### Data excerpts
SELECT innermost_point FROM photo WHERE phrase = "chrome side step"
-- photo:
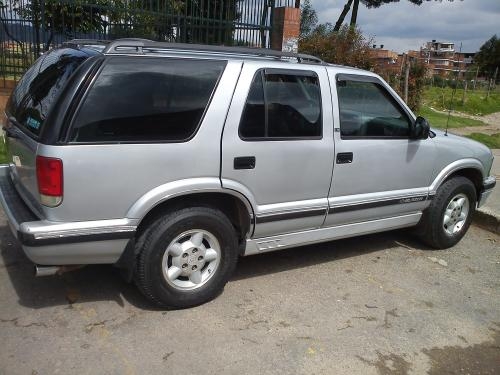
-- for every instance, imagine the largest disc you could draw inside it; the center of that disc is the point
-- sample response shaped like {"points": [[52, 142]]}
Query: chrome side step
{"points": [[308, 237]]}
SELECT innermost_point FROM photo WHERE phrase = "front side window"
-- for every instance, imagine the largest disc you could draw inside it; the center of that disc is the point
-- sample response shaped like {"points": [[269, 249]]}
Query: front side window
######
Given the word "phrase", show every line of the records that contains it.

Answer space:
SELECT innermost_point FROM photo WHERE phrase = "chrome side step"
SELECT innermost_point FROM photo WHERE phrase = "front side window"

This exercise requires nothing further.